INSTRUCTIONS TO FOLLOW
Exactly as they appear, output all of the records. Skip any images.

# start of SUPPLIED MATERIAL

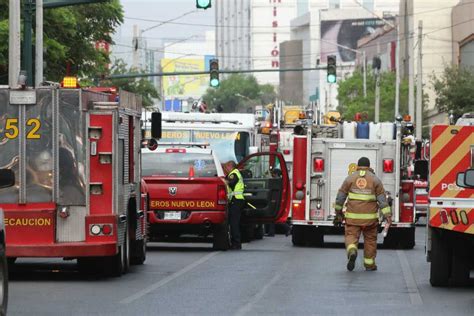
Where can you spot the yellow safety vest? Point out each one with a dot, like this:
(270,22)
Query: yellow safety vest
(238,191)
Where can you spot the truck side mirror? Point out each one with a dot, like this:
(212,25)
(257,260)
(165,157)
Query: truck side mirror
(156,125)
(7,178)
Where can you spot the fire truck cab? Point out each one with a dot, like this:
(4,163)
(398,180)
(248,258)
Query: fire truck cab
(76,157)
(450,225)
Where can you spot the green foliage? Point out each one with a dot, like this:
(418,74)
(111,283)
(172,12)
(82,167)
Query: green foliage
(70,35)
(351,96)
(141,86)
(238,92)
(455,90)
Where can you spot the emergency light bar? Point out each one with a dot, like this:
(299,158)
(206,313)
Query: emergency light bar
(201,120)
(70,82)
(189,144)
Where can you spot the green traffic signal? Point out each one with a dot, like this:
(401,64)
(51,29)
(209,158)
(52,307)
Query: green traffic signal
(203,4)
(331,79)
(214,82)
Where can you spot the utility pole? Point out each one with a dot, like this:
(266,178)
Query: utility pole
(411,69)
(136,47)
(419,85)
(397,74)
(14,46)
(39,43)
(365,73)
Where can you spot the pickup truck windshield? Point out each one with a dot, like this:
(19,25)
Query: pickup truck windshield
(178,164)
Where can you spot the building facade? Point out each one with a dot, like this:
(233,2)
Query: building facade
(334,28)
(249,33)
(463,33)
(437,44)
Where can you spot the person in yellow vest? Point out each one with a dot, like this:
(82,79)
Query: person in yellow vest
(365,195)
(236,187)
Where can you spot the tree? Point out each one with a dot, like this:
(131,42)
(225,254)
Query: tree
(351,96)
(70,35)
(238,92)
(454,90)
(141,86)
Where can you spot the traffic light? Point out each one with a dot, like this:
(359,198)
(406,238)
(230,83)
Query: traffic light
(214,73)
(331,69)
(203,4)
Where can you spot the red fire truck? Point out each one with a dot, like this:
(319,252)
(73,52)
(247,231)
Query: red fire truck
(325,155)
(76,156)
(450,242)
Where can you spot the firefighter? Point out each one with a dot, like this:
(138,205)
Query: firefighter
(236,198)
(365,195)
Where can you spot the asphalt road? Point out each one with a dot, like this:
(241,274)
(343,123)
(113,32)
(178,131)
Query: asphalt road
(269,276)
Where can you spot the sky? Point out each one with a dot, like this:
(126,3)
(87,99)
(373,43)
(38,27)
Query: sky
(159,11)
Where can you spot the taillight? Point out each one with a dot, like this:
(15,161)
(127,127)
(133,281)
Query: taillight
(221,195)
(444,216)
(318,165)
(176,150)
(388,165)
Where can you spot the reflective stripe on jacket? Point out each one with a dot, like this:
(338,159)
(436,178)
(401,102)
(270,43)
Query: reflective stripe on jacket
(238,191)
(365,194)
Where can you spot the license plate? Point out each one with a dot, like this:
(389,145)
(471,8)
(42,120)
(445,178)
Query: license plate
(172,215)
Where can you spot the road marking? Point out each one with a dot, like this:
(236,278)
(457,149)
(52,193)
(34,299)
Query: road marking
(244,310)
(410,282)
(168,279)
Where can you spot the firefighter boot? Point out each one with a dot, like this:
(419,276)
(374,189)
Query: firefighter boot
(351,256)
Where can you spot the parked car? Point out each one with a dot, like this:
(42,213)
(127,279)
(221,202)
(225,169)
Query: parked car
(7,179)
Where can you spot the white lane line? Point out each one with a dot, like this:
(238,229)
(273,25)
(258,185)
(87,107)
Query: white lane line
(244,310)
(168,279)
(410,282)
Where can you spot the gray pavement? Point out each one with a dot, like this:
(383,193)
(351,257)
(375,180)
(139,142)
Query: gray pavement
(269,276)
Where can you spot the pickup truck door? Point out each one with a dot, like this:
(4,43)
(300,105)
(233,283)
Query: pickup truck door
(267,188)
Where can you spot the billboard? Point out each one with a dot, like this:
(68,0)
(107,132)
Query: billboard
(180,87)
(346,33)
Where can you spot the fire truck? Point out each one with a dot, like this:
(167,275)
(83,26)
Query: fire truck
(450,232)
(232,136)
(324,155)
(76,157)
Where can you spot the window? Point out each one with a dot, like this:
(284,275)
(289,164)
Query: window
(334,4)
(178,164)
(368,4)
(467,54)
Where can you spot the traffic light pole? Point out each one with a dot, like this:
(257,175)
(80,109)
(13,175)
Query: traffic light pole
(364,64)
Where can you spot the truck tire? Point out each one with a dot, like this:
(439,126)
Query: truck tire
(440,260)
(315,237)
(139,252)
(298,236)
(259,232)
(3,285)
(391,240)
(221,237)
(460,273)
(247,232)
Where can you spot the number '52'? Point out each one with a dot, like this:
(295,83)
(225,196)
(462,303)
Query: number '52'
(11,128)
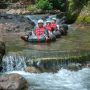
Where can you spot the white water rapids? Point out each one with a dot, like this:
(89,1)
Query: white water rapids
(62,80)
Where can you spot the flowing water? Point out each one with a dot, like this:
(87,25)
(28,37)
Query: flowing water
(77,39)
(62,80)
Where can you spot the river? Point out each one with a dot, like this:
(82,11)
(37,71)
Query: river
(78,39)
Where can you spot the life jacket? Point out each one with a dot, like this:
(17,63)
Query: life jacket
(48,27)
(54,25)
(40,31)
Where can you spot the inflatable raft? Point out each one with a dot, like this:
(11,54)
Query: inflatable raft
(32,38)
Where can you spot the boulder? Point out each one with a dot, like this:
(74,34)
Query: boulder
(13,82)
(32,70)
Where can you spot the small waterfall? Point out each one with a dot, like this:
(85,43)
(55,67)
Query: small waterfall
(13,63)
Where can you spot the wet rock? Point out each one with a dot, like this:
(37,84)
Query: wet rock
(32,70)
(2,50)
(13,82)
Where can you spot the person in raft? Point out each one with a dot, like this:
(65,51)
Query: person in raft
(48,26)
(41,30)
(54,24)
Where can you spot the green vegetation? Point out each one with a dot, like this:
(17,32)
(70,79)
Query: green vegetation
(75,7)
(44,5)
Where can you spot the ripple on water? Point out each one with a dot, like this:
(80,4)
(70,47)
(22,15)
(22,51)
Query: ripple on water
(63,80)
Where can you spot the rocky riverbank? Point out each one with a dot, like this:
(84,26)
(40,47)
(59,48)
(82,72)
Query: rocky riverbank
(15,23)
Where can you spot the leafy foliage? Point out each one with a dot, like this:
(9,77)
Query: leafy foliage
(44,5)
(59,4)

# end of SUPPLIED MATERIAL

ANSWER FOR THE TASK
Where can you spot the yellow safety vest? Point out each one with a dot, like this:
(270,22)
Query: yellow safety vest
(238,191)
Where can you spot the truck side mirror? Point out each one with a dot, like this:
(212,25)
(257,260)
(165,157)
Query: truck side mirror
(156,125)
(7,178)
Where can you spot the fire truck cab? Point out each one with a dot, like this:
(4,163)
(398,180)
(248,258)
Query: fire truck cab
(76,157)
(450,225)
Where can you spot the green foliage? Point out each one with a dot, like this:
(418,74)
(111,283)
(172,12)
(82,167)
Query: green foliage
(70,35)
(351,96)
(141,86)
(238,92)
(455,90)
Where can you spot the emergency light bar? Point out each one with a dot, like this:
(299,158)
(206,313)
Query: emergency light bar
(201,120)
(70,82)
(189,144)
Where can you spot the green traffic signal? Point out each one with a dot, like this:
(401,64)
(51,29)
(209,158)
(52,307)
Query: green traffic signal
(203,4)
(331,79)
(214,82)
Where can you spot the utility pole? Point out each one with a dot, like this:
(266,178)
Query: utility pole
(411,69)
(136,47)
(419,85)
(397,74)
(14,46)
(39,43)
(365,73)
Where can you spot the pickup truck windshield? Point out each one with a dot, like this:
(19,25)
Query: pickup truck windshield
(178,164)
Where can you spot the building facade? Point out each one with a dot, like this:
(233,2)
Query: building facade
(334,28)
(249,33)
(463,33)
(437,44)
Where can you spot the person in yellow vest? Point out each one with a dot, like this:
(82,79)
Query: person in yellow vest
(365,195)
(236,187)
Where can you spot the tree? Point out each one with a dot, like this:
(131,42)
(225,254)
Query: tree
(351,96)
(70,35)
(238,92)
(454,90)
(141,86)
Where can you spot the traffic light? Point out each one with a dot, like this:
(359,198)
(406,238)
(230,83)
Query: traffic light
(214,73)
(331,69)
(203,4)
Where can you spot the red fire truck? Point out each one with a dot, like this:
(319,252)
(73,52)
(247,231)
Query: red fire truck
(325,155)
(76,156)
(450,242)
Where can you spot the firefighter? Point out each one with a dot, like this:
(138,205)
Query: firefighter
(236,198)
(365,195)
Where can you spot the asphalt road? Point out each one with a dot, like this:
(241,274)
(343,123)
(113,32)
(178,131)
Query: asphalt road
(269,276)
Where can you spot the sky? Point out each one with a dot, like this:
(126,3)
(87,99)
(373,43)
(38,27)
Query: sky
(159,11)
Where can you spot the taillight? Point out each one with a dot, like this:
(15,161)
(127,127)
(133,281)
Query: taillight
(221,195)
(444,216)
(318,165)
(176,150)
(388,165)
Where can you spot the reflective stripe on jacket? Point out each one with a dot, like this:
(338,159)
(436,178)
(401,102)
(270,43)
Query: reflective stripe on jacket
(238,191)
(365,194)
Where can you spot the license plate? Point out each one with a dot, like this:
(389,145)
(471,8)
(42,120)
(445,178)
Query: license plate
(172,215)
Where can you spot the road marking? Point out each one with a dot, like this:
(236,278)
(457,149)
(52,193)
(34,299)
Query: road marking
(244,310)
(410,282)
(168,279)
Where can you spot the firefighter boot? Point out each one with a dot, like this:
(419,276)
(374,189)
Query: firefighter boot
(351,256)
Where can you spot the parked car? Point out each one with a dot, like this:
(42,213)
(127,279)
(221,202)
(225,169)
Query: parked car
(7,179)
Where can you spot the white lane line? Point out each one with a dot, like this:
(238,229)
(273,25)
(258,185)
(87,107)
Query: white lane line
(244,310)
(168,279)
(410,282)
Where can you spot the gray pavement? Point out each one with a dot, like this:
(383,193)
(351,257)
(375,180)
(139,142)
Query: gray pavement
(269,276)
Where can you spot the pickup truck door? Point out each one with a dot, like this:
(4,43)
(300,105)
(233,283)
Query: pickup truck door
(267,188)
Where can you spot the billboard? Point out each one with a dot, like this:
(68,0)
(107,132)
Query: billboard
(180,87)
(346,33)
Where can you spot the fire truck? Point out each one with a dot, like this:
(167,275)
(83,26)
Query: fire truck
(450,232)
(232,136)
(324,155)
(76,157)
Where can you spot the window? Point out each one with a dot, like this:
(284,275)
(289,164)
Query: window
(334,4)
(178,164)
(368,4)
(467,54)
Where can you spot the traffic light pole? Point out each one with a dot, like this:
(257,175)
(80,109)
(13,175)
Query: traffic light pole
(364,64)
Where can you spot the truck tire? Point out each one with a dot, like this:
(439,126)
Query: truck tire
(440,260)
(315,237)
(139,252)
(298,236)
(259,232)
(3,285)
(391,240)
(221,237)
(460,273)
(247,232)
Where can you spot the number '52'? Point out each one with a dot, like this:
(295,83)
(225,196)
(462,303)
Query: number '52'
(11,128)
Where can you spot the white water rapids? Point out each one with a dot, like this:
(89,1)
Query: white water rapids
(62,80)
Where can you spot the flowing water? Point out each one with a dot, like this:
(87,25)
(28,37)
Query: flowing water
(77,39)
(62,80)
Where can you spot the river? Point out each one with a dot, like this:
(82,11)
(37,71)
Query: river
(78,39)
Where can you spot the life jacket? Point out each one with a dot, like this:
(17,63)
Query: life jacket
(48,27)
(54,25)
(40,31)
Where can you spot the inflatable raft? Point out each one with a dot, like this:
(11,54)
Query: inflatable raft
(32,38)
Where can you spot the boulder? Point out each one with a dot, like this:
(74,34)
Query: boulder
(13,82)
(32,70)
Where can you spot the small waterfall? Point out each one with a dot, like this:
(85,43)
(55,67)
Query: small waterfall
(13,63)
Where can you spot the wet rock? Point out each one with a dot, like this:
(37,84)
Query: wet rock
(32,70)
(2,50)
(13,82)
Where can you spot the person in raft? Point out each one with a dot, like this:
(65,51)
Query: person in raft
(48,26)
(41,30)
(54,24)
Where can you spot the green vegetation? Point out each one with a dot, like this:
(17,32)
(70,79)
Query: green vegetation
(75,7)
(44,5)
Where can you spot the ripple on water? Point out each one with a dot, like this:
(80,4)
(70,47)
(22,15)
(22,51)
Query: ripple on water
(63,80)
Where can you spot the rocky riverbank? Point out each one with a dot, like this:
(84,26)
(40,47)
(59,48)
(82,72)
Query: rocky riverbank
(15,23)
Where can you spot the leafy foliage? Point out each one with a dot, like this:
(9,77)
Query: leafy foliage
(44,5)
(59,4)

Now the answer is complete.